**Instruction**
Reproduce only the lines from the line containing "of the sandy" to the end of the entries below, including both of those lines.

##############################

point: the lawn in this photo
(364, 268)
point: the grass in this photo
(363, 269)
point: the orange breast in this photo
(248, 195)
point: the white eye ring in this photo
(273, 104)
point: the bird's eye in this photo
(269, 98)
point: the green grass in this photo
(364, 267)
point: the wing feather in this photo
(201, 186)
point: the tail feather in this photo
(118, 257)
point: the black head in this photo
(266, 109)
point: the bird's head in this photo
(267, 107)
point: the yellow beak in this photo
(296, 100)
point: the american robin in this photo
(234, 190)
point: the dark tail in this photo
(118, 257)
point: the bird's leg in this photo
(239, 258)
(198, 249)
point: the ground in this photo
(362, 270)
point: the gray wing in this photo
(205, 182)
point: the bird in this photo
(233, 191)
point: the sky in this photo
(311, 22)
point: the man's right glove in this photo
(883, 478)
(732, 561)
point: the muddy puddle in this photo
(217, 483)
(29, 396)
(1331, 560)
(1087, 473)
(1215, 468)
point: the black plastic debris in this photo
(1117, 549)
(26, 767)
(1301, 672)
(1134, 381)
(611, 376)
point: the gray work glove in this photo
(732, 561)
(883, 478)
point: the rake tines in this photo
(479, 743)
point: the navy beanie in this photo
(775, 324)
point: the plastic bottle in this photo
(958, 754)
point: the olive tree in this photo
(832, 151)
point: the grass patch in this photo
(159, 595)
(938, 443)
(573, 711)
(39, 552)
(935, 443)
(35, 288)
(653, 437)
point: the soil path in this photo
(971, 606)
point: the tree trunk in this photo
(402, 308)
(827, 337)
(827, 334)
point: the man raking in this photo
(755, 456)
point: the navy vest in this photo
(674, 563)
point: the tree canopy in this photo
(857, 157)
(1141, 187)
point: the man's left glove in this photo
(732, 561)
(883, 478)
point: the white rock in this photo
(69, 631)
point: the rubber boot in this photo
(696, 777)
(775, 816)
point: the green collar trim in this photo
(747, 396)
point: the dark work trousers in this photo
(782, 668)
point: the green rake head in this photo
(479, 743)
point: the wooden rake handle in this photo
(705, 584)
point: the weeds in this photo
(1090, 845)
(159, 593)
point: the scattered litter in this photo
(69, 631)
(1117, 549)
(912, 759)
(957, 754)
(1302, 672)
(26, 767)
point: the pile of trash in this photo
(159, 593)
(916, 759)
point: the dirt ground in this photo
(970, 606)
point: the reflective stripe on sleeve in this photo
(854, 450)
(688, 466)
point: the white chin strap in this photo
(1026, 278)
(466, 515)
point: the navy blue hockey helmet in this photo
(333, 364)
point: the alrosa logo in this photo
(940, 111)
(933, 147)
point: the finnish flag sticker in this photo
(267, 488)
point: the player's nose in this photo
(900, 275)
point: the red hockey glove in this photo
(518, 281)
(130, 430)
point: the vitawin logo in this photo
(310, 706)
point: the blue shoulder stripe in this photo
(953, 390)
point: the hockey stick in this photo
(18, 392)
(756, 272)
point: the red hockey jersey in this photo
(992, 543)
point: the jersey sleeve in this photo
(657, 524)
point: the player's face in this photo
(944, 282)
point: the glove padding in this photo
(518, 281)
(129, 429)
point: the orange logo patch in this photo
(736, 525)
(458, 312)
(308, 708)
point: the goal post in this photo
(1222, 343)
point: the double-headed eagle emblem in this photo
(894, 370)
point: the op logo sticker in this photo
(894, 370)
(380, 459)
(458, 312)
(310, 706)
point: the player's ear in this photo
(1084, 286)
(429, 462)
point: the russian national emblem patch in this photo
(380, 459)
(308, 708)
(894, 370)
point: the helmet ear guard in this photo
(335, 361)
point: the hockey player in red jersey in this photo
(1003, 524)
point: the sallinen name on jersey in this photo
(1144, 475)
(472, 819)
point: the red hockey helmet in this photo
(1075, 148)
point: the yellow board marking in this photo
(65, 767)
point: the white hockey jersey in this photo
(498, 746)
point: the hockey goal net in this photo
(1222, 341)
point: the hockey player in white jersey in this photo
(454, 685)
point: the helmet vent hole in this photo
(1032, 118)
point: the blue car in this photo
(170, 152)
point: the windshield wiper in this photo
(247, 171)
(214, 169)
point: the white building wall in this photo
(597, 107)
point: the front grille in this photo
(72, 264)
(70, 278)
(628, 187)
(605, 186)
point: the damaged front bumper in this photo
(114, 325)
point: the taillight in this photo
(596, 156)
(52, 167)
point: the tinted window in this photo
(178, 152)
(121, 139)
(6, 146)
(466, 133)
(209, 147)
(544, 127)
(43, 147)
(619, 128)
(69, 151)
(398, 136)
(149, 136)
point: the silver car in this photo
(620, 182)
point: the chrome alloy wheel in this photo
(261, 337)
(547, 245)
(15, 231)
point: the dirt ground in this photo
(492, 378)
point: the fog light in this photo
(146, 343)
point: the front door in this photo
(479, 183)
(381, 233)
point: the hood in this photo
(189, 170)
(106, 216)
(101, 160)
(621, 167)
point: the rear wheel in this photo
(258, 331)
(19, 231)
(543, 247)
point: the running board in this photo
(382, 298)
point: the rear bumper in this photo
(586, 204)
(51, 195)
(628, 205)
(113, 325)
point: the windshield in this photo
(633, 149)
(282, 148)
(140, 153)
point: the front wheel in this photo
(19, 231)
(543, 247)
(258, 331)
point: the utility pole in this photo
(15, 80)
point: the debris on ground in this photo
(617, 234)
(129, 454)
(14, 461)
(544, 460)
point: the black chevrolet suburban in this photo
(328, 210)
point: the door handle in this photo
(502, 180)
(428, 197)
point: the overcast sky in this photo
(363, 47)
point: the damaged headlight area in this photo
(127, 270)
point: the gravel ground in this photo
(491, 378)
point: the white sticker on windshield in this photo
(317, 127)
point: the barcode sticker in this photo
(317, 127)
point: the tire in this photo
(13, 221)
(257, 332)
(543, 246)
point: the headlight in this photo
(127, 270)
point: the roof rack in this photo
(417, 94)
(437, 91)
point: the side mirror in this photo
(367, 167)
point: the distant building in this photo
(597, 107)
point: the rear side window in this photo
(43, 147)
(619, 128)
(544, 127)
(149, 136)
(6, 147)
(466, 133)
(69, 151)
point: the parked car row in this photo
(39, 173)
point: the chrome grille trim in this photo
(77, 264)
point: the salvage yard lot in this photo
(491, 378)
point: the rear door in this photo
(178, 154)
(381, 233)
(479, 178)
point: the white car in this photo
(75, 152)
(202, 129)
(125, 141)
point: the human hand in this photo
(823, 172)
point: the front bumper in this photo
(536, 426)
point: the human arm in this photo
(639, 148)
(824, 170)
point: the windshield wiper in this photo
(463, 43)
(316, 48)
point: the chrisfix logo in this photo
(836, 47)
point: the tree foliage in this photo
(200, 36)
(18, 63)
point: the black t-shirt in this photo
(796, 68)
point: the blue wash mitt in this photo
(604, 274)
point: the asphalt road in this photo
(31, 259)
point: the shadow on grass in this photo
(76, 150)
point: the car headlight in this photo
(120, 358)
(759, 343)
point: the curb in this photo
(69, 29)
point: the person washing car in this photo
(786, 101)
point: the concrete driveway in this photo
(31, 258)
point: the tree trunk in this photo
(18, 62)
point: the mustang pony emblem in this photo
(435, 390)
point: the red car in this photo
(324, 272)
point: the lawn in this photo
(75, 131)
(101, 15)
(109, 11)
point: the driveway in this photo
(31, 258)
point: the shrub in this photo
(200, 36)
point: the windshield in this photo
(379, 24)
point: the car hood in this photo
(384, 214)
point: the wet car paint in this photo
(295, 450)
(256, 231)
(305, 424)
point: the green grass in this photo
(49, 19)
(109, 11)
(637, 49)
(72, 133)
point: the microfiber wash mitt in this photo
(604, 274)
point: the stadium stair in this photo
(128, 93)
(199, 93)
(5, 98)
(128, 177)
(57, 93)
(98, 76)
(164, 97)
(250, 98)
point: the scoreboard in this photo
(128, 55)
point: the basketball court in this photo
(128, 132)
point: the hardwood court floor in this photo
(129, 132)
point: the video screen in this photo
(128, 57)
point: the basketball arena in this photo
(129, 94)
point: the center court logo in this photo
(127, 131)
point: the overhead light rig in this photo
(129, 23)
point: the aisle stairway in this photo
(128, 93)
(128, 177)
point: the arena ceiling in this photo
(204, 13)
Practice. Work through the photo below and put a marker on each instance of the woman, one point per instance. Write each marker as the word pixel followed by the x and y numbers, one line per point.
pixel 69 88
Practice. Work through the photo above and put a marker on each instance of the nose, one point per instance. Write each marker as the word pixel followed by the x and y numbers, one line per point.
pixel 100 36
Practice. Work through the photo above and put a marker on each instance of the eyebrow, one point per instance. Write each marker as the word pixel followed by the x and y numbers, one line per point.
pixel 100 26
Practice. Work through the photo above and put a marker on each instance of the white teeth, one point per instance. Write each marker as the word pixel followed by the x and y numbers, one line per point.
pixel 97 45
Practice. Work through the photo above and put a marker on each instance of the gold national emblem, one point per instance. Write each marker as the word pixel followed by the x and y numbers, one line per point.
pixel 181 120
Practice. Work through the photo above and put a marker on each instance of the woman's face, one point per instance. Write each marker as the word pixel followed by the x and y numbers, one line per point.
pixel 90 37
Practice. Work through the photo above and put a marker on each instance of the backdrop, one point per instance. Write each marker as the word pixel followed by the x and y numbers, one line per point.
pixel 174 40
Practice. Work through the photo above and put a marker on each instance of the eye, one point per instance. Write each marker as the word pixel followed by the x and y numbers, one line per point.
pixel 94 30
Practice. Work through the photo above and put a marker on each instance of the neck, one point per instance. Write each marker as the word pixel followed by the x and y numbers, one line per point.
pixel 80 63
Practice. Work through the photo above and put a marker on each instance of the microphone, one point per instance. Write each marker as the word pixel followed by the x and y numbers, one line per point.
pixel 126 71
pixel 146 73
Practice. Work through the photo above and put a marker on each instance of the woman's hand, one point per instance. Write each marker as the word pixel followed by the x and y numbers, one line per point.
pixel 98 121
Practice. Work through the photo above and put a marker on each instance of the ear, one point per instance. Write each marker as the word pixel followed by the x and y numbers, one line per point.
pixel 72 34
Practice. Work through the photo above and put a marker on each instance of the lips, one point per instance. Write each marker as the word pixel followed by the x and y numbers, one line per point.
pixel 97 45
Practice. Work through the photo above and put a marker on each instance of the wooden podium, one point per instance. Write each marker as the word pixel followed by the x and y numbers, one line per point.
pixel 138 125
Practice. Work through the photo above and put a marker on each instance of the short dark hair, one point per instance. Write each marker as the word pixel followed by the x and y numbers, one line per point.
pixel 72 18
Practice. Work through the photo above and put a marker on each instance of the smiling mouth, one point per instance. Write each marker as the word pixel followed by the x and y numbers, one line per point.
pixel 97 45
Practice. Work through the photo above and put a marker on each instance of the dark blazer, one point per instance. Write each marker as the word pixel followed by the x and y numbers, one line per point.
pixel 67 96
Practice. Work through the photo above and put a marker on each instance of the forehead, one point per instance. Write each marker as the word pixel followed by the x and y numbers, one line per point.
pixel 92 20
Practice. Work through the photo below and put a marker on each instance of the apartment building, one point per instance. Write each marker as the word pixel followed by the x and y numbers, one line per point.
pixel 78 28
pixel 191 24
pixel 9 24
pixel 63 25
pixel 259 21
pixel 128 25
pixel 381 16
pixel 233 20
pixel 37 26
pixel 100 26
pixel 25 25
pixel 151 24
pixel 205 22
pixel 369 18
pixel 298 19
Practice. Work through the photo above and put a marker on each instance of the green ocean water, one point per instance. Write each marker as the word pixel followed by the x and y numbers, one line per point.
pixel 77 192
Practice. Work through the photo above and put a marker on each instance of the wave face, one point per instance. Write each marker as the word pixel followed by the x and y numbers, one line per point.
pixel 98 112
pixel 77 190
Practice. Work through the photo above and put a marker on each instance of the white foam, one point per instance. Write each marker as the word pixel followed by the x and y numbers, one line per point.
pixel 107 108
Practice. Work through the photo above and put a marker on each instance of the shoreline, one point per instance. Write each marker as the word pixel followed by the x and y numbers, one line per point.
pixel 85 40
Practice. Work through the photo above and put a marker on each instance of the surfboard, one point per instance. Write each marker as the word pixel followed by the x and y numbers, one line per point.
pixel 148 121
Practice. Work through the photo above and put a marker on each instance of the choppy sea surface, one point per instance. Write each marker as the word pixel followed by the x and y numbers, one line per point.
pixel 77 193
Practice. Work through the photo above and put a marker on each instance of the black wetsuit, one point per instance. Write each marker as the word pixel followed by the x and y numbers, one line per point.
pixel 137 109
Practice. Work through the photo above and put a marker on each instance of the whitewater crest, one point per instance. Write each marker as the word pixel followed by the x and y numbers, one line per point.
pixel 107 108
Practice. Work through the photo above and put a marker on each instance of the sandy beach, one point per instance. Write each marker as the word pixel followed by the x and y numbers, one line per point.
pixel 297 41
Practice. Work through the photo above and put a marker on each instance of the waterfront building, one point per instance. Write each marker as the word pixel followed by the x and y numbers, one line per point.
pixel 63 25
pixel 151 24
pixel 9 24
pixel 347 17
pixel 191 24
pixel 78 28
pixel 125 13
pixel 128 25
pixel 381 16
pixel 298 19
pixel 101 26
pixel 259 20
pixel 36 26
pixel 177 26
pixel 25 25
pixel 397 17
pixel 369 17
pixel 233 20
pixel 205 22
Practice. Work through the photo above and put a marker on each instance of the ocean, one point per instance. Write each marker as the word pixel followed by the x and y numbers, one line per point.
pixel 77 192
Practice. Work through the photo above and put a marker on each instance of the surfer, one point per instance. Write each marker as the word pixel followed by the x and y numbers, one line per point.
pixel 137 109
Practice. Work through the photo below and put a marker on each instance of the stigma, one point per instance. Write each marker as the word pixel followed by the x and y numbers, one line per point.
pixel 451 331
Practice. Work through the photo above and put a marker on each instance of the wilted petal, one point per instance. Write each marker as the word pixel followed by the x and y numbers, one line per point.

##############################

**Exercise output**
Practice. Work through the photo above and put a marker on each instance of the sandy beach, one point per instance. Write each marker as the word pixel followed by the x and y numbers, one line per point.
pixel 297 41
Practice. Work through the photo above and put a marker on each instance of the waterfront building, one point per instance. Write each marker as the word pixel followed by the x and y numbers, one line per point.
pixel 63 25
pixel 151 24
pixel 9 24
pixel 347 17
pixel 191 24
pixel 78 28
pixel 125 13
pixel 128 25
pixel 381 16
pixel 298 19
pixel 101 26
pixel 259 20
pixel 36 26
pixel 177 26
pixel 25 25
pixel 397 17
pixel 369 17
pixel 233 20
pixel 205 22
Practice. Work through the photo above and put a marker on each instance of the ocean, one point per instance. Write each marker as the word pixel followed by the x and y numbers, one line per point.
pixel 77 192
Practice. Work through the photo above and put a marker on each instance of the surfer, one point per instance. Write each marker as the word pixel followed by the x and y numbers, one line per point.
pixel 137 109
Practice. Work through the photo below and put a marker on each instance of the stigma, one point per instance. Write each marker as the word pixel followed by the x and y numbers, one line per point.
pixel 451 331
Practice. Work through the photo above and put a marker on each instance of the wilted petal, one point per instance. Write each marker as the word pixel followed by the x and y numbers, one line per point.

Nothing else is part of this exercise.